— Apply what you read —
A) List every consequence of missing an appointment that the post about missed NHS appointments says hospitals or appointment letters warn of.
B) Answer these questions from the post about missed NHS appointments:
(i) Which two jabs are given as examples?
(ii) Where did the car engine blow up?
(iii) What make of car has the writer never bought again?
C) Pick up the post about missed NHS appointments and continue it from its last sentence.

— Text segment —
Hello
@gennepher No shows are a huge problem for our NHS. I wonder if it is time for cash registers at health centres. Problem is, would you really charge adults who miss, for example, malaria or MMR jabs? Would that raise or reduce "herd cover"?
I don’t know what the answer is, because the no shows for the eye treatment, say, could possibly be costly for the NHS to correct/treat any resulting problems from that. So, do the NHS refuse to treat them because of that?
Two hospitals I go to, say that if you don’t turn up for your appointment then they will not see you again and you are referred back to your GP. (What your GP does with you at that point, I don’t know)
My eye laser treatment appointment letter said that if I didn’t turn up for the treatment appointment, then they wouldn’t treat me, sign me off their books, and I would be referred back to GP.
I have a Cochlear Implant with external speech processor etc, and my appointment letters for that, say if I do not turn up for an appointment they will discharge you. So you could end up with useless wires in your cochlear, and a processor that has broken down. Would you take that risk? I wouldn’t.
My car engine literally blew up in smoke on the expressway to the hospital for one of my appointments. My first thought was not for the RAC, I didn’t give a whatsit for the car. My first thought was to ask a stranger to telephone the hospital and explain my car had just blown up and I was stranded and unable to get to my Cochlear appointment. Because in my mind all I could think was it sounded like an unlikely excuse. But me and my Hearing Dog for the Deaf were stranded on the embankment, with a smoking car. I have never bought a Fiat again...

— Dataset —
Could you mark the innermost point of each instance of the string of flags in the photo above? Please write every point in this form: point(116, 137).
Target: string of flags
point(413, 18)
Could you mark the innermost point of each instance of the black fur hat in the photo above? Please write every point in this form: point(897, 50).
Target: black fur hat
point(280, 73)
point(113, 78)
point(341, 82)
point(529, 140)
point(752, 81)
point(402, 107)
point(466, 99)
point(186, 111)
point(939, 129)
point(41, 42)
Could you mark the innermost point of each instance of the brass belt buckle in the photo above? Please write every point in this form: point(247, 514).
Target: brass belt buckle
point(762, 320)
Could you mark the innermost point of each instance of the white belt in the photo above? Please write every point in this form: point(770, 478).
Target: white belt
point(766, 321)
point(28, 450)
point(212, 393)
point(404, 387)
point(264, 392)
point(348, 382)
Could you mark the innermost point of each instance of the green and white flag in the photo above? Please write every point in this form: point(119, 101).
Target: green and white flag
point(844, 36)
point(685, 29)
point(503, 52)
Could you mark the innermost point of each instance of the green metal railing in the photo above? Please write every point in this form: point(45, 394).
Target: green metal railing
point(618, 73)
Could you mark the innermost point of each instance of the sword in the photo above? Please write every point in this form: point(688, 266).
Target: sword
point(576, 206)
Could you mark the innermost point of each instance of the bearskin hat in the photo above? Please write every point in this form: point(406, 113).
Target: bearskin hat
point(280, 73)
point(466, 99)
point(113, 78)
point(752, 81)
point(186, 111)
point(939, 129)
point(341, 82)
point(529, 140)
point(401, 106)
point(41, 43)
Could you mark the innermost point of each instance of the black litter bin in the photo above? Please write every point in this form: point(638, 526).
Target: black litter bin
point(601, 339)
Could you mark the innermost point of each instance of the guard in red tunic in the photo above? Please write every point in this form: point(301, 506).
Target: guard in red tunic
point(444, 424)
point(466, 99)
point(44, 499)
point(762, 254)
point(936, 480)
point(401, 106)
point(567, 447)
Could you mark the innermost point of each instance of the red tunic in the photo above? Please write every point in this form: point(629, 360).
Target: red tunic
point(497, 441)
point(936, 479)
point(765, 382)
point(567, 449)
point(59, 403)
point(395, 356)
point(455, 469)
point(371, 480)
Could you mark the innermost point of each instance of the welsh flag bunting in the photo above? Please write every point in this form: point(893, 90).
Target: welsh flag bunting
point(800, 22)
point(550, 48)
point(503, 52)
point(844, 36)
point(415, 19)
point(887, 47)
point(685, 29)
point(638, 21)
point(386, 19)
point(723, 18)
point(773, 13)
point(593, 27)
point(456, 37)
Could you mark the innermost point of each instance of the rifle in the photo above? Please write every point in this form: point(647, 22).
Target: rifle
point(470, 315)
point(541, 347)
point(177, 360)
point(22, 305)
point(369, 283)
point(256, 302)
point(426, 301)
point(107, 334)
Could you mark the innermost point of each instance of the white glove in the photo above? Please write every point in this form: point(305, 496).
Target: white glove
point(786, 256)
==
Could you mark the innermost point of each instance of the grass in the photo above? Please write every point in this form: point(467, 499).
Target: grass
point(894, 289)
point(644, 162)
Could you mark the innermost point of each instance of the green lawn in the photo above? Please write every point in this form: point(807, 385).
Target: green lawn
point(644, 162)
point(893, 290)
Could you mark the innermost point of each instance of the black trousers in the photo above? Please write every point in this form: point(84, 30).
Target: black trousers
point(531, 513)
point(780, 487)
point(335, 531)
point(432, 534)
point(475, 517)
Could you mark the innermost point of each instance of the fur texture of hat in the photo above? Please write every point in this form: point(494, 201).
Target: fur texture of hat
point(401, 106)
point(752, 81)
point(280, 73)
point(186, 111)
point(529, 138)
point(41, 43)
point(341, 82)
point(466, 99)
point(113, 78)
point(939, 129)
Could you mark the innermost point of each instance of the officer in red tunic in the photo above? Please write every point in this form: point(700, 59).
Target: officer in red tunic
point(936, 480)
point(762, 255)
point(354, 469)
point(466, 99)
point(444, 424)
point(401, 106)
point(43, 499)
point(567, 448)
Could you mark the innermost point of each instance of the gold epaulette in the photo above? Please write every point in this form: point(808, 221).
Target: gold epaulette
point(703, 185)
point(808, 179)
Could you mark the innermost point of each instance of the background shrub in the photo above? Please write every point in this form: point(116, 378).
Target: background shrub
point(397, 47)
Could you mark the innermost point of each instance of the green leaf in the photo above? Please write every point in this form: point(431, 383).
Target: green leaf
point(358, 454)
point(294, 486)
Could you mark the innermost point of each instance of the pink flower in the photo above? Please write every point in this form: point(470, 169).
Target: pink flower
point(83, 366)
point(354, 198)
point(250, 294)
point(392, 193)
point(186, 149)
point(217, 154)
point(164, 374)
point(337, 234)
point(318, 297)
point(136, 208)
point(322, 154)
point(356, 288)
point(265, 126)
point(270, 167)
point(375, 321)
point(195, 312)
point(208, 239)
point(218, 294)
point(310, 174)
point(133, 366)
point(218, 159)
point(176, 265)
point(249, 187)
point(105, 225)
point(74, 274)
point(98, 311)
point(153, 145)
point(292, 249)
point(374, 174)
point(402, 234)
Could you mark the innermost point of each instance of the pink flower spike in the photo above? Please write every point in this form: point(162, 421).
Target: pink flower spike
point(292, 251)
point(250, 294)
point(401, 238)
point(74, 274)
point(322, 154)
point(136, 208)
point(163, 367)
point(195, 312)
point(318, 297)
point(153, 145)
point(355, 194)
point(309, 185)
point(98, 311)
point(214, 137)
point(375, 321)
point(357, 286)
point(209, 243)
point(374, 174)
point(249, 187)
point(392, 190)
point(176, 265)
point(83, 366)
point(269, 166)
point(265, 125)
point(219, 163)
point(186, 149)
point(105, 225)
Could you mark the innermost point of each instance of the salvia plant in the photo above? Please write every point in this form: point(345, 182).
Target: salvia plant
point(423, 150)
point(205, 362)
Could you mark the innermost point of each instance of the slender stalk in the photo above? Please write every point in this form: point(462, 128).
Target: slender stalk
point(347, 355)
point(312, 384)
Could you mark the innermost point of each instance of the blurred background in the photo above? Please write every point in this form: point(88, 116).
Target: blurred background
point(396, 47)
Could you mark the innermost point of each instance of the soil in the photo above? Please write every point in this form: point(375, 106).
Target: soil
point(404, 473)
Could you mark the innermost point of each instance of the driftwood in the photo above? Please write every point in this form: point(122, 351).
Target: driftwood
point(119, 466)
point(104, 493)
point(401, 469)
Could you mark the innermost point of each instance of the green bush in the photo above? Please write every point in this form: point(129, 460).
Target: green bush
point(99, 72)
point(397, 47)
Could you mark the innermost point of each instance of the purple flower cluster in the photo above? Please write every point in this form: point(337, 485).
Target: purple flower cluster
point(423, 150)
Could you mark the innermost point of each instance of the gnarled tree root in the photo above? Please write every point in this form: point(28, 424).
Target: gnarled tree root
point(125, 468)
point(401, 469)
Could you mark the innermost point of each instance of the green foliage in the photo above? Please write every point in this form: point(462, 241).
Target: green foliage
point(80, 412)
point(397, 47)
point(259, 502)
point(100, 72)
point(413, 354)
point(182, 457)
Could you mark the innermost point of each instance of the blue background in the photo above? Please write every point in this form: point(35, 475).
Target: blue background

— Results in order —
A)
- Not being seen again
- Being referred back to the GP
- Not being treated
- Being signed off their books
- Being discharged

B)
(i) Malaria and MMR jabs
(ii) On the expressway to the hospital
(iii) A Fiat

C)
I do know of a patient at the same hospital who didn’t turn up, and in addition his dog repeatedly chewed up his cochlear processor, a very expensive piece of equipment. So the hospital wouldn’t replace it any more, so he had these useless wires in his head and obviously cannot hear without the processor. Finally they gave him a very old basic processor, one of the first, but he has no remote and no way of controlling it. He came to one of our Cochlear meetings. I could see the hospital staff bristling, before he even spoke to me. And when he told me the above story, especially treating it as a joke that his dog kept chewing it, I was the wrong person for him to tell that. I gave him short shrift, and that is the polite version. He left and never came back.